What is being asked
Leave out the pictures. Return every record otherwise untouched.

☆ ☆ ☆ ☆ ☆

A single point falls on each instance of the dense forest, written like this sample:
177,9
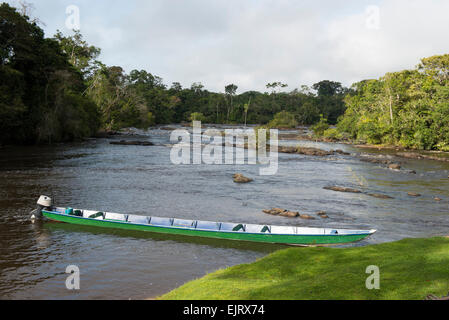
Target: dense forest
409,108
56,89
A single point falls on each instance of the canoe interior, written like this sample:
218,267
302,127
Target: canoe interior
228,230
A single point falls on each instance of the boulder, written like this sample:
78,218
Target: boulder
306,217
132,143
240,178
342,189
394,166
380,196
322,214
342,152
274,211
289,214
413,194
313,152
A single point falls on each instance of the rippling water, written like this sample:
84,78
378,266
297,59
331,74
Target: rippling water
141,180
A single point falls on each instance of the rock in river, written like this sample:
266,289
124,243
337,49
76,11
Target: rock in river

☆ ☆ ☆ ☆ ☆

Task result
A single point falls on each instance of the dense forest, written like this sample:
177,9
Target: dense forest
409,108
56,89
A single point falls on each instance of the canoe interior, written like this sample:
218,267
302,127
Target: canoe interior
228,230
A single point falls on each instance of the boulder, written like this sample:
78,218
Target: boulder
306,217
132,143
240,178
342,189
394,166
380,196
322,214
342,152
274,211
289,214
413,194
313,152
A single point falls on each instance of the rippling water, written like this sample:
84,78
378,266
297,59
331,74
Target: rippling water
141,180
A single point falls on each instance of the rock in river, written like this sample:
266,289
124,243
337,49
76,11
Target: rock in river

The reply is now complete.